▶ **Quoted text**
* START *
I decided to hone the cylinder to give an improved surface for the main seal. I have a high end cylinder hone but its minimum diameter is 72 mm so I had no choice but to use a Horror Fright version which would close down small enough.

  Click on photos for full size.

Honing setup. Normally I use recirculating flood honing fluid to remove the refuse but that wasn't practical in this case because it was a blind hole, so I 3/4 filled the cylinder with fluid to at least get the junk away fro the honing surface. It would have been much easier if I had unscrewed the cylinder from the base but it resisted all my efforts to do that. I was concerned that any increased effort would distort the cylinder.



Here is the cylinder after a short bit of honing. The photo doesn't show all the way down inside but that pattern was repeated all the way down. It is obvious that there was a spiral high point around and along the cylinder. This was an even greater shock than finding the surface unfinished. I debated whether to leave well enough alone or continue honing until the spiral was gone. As best that I could I used a bore gauge to determine how much would have to come off to clean it up properly. It looked like I'd have to take about 0.05 mm off the diameter of the high spots to get the surface down to the low spots. I considered that preferable to the spiral so I continued honing. Rapid metal removal is not a strength of the HF hone and I had to hone away for half an hour to get the job done. My estimate of the final diameter was pretty close and I wasn't concerned that the seal would find it too large, on the other hand the seal should be much happier with a round cylinder.
* END *
▶ **Stated problem 1**
In the cylinder-honing account:
(a) What is the minimum diameter of the high-end cylinder hone?
(b) How full was the cylinder filled with fluid during honing?
(c) How long did the honing take to remove the spiral?
▶ **Stated problem 2**
In the cylinder-honing account, why was the cylinder filled three-quarters full with fluid instead of using recirculating flood honing fluid?
▶ **Stated problem 3**
Carry on the cylinder-honing account from its final sentence.
The records have nothing to do with the cylinder-honing account.

▶ **Information shown**
* START *
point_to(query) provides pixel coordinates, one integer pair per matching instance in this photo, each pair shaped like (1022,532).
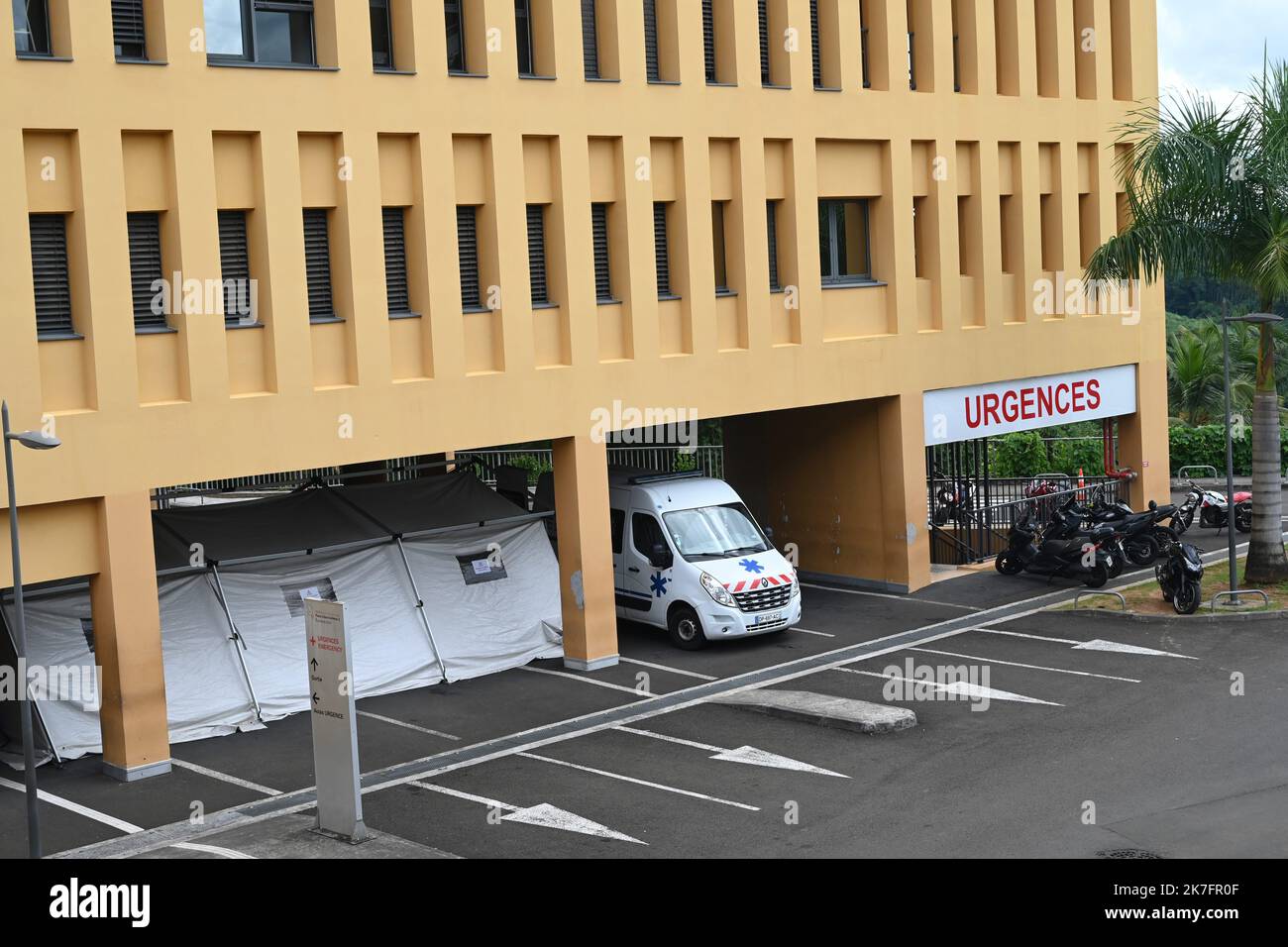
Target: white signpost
(335,723)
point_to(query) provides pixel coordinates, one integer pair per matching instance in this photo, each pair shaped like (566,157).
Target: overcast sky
(1215,46)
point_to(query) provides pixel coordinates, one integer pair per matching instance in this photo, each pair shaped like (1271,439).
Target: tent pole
(35,703)
(239,644)
(420,608)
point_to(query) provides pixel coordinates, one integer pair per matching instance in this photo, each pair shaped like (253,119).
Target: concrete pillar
(1142,442)
(585,553)
(840,486)
(128,642)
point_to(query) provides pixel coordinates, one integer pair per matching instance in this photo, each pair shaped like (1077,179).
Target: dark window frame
(321,294)
(235,264)
(662,249)
(832,262)
(397,283)
(129,31)
(250,53)
(48,39)
(539,275)
(382,16)
(147,268)
(51,272)
(599,234)
(454,13)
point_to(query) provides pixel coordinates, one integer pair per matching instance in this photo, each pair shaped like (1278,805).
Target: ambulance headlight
(717,591)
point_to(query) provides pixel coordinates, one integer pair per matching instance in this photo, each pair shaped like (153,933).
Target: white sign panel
(965,414)
(335,723)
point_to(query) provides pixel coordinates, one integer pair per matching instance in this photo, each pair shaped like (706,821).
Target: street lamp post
(40,442)
(1227,318)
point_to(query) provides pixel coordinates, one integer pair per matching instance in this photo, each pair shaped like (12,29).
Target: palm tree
(1207,192)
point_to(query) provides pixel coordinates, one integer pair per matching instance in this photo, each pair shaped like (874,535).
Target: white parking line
(226,777)
(407,725)
(1033,668)
(584,680)
(907,599)
(638,783)
(47,796)
(669,671)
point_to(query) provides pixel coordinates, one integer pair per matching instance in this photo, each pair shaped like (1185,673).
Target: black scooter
(1082,557)
(1180,577)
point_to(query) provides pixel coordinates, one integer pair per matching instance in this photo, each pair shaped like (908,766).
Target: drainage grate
(1127,853)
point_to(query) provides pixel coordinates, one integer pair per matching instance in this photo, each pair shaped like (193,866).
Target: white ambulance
(688,557)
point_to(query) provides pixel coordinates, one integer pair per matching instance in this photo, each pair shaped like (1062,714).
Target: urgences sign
(1000,407)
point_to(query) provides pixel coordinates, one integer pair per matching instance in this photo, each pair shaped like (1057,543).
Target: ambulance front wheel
(686,629)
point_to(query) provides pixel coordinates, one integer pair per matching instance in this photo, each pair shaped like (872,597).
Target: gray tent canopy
(321,517)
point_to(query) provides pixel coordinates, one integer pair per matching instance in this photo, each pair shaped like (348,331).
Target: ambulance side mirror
(660,557)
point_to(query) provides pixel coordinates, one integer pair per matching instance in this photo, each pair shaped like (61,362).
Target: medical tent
(441,579)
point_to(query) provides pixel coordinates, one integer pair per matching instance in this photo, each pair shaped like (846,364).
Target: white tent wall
(492,625)
(206,692)
(390,648)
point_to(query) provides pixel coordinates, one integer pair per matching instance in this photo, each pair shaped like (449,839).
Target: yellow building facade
(982,162)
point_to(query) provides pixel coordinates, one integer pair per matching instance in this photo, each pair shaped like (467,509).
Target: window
(708,39)
(645,534)
(128,33)
(537,254)
(235,268)
(763,22)
(146,278)
(317,263)
(523,37)
(467,241)
(455,13)
(842,241)
(50,274)
(618,525)
(815,44)
(265,31)
(381,37)
(395,260)
(651,56)
(717,244)
(589,39)
(662,250)
(31,27)
(863,44)
(772,222)
(599,237)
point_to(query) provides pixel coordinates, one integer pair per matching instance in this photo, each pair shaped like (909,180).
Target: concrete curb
(824,710)
(1201,617)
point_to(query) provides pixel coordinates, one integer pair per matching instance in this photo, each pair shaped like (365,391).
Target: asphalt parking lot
(627,762)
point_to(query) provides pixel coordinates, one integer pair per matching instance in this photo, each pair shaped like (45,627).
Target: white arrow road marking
(638,783)
(584,680)
(1098,644)
(541,814)
(743,754)
(1031,668)
(958,686)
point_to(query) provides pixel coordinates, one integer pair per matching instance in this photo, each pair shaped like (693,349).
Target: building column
(841,486)
(1142,444)
(128,642)
(585,553)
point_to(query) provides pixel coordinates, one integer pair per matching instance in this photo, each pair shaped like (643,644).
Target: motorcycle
(1082,557)
(1180,577)
(1212,509)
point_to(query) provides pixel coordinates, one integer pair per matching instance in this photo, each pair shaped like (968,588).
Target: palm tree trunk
(1266,561)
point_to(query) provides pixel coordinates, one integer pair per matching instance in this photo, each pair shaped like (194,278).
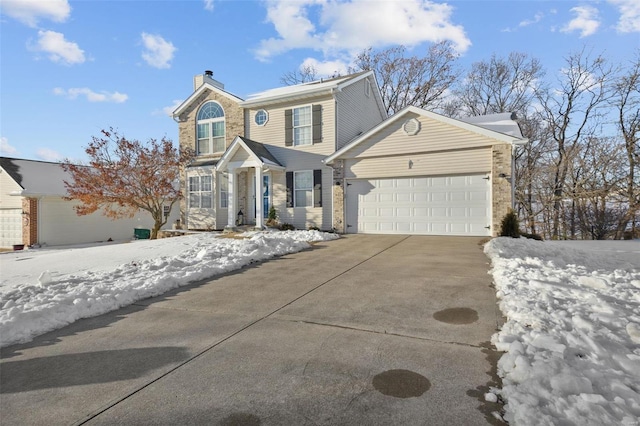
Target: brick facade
(501,181)
(338,197)
(29,221)
(234,126)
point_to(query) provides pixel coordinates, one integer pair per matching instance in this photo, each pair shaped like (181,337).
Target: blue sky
(71,68)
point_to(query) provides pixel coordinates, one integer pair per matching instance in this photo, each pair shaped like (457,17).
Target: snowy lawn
(45,289)
(572,331)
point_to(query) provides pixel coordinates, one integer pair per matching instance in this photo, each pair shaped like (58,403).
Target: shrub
(510,227)
(272,217)
(532,236)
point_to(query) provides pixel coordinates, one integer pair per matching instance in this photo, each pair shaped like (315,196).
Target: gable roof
(36,178)
(257,151)
(304,90)
(206,86)
(476,128)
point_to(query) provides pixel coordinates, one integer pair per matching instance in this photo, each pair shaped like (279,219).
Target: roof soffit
(198,96)
(412,111)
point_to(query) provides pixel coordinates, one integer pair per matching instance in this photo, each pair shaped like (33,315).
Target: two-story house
(324,154)
(268,150)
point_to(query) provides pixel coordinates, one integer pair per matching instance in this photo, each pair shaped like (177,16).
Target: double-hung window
(200,193)
(303,188)
(302,126)
(210,129)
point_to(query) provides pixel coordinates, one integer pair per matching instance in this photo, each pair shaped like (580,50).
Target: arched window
(210,124)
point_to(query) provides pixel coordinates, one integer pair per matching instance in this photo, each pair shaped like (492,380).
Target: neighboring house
(33,211)
(324,154)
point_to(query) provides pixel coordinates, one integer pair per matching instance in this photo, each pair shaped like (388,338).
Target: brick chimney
(207,77)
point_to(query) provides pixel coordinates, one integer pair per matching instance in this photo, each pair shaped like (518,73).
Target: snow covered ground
(572,331)
(45,289)
(571,337)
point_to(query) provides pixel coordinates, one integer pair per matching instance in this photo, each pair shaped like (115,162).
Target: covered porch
(249,168)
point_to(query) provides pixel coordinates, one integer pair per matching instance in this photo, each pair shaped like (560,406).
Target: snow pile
(43,291)
(572,331)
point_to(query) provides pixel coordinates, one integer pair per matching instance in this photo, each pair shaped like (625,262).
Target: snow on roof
(300,90)
(503,123)
(37,178)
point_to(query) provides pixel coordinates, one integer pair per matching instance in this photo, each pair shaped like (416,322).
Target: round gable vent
(411,127)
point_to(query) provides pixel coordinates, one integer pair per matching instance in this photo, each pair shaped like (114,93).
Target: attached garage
(439,205)
(425,174)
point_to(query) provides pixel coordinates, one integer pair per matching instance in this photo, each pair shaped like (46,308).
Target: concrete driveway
(364,330)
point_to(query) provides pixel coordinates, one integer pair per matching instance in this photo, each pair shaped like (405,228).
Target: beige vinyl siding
(298,158)
(357,112)
(436,163)
(303,217)
(273,131)
(433,136)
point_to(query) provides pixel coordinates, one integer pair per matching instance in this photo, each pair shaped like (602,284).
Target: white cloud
(536,18)
(629,15)
(326,68)
(158,52)
(350,26)
(6,148)
(47,154)
(58,48)
(29,12)
(104,96)
(525,23)
(586,21)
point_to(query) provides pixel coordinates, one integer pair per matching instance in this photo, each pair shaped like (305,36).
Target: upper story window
(303,125)
(210,128)
(261,117)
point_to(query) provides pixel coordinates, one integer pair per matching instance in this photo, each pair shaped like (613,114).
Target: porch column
(259,197)
(231,201)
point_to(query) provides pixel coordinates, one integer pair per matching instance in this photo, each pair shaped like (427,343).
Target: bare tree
(304,74)
(125,176)
(597,201)
(626,102)
(498,85)
(572,110)
(411,80)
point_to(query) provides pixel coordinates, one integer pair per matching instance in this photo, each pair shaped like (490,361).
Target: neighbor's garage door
(444,205)
(10,227)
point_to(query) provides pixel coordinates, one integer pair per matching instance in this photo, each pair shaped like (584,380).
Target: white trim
(206,86)
(501,137)
(301,91)
(255,161)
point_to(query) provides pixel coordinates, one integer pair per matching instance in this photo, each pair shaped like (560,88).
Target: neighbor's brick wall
(30,221)
(338,197)
(500,186)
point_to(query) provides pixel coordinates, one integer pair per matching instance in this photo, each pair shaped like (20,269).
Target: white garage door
(443,205)
(10,227)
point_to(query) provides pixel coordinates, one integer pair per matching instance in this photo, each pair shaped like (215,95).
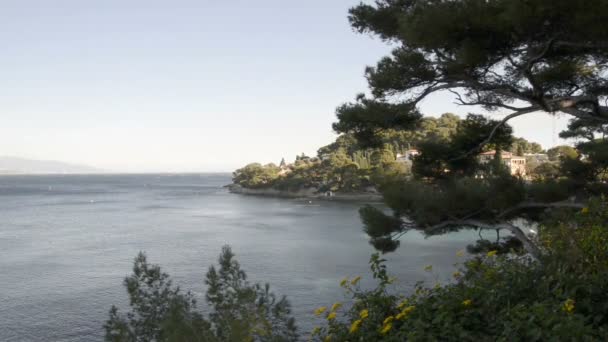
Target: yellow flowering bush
(320,310)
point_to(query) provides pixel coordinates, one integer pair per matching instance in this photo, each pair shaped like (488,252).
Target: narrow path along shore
(306,193)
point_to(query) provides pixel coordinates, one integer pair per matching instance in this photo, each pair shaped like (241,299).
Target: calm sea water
(67,242)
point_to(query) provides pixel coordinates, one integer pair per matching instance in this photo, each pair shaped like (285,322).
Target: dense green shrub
(240,311)
(562,296)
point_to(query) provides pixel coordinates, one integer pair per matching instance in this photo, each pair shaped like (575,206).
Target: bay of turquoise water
(67,242)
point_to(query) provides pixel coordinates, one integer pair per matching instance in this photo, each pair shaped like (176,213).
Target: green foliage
(562,151)
(521,146)
(561,297)
(161,312)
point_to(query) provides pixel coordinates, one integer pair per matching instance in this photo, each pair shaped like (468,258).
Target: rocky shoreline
(309,193)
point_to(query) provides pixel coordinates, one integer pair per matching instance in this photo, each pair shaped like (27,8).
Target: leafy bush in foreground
(561,296)
(239,311)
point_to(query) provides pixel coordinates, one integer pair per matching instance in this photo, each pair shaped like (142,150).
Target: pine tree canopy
(513,57)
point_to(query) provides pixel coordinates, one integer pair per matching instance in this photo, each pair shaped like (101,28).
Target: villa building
(515,164)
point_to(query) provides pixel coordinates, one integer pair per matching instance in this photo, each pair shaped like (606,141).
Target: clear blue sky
(183,85)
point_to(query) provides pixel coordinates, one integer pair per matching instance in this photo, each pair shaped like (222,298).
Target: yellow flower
(355,326)
(568,305)
(402,304)
(386,329)
(364,313)
(408,309)
(343,282)
(320,310)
* END *
▶ **Exercise result 1**
(a) 72 mm
(b) About three-quarters full
(c) Half an hour

▶ **Exercise result 2**
Recirculating flood fluid wasn't practical because the cylinder was a blind hole. Filling it three-quarters full at least carried the debris away from the honing surface.

▶ **Exercise result 3**
The cylinder after honing. Compare to the initial spiral above. A quick test assembly demonstrated a more solid feel to the operation of the jack, previously it had a slight sponginess, that has now gone. In use the main piston seal must have been leaking a bit into the outer chamber, giving the non-solid feel. Tomorrow I'll finish the planned modifications and assemble it back into the press.

It is never good practice to place any body parts under anything only supported by an hydraulic jack, and the findings here only serve to emphasize why.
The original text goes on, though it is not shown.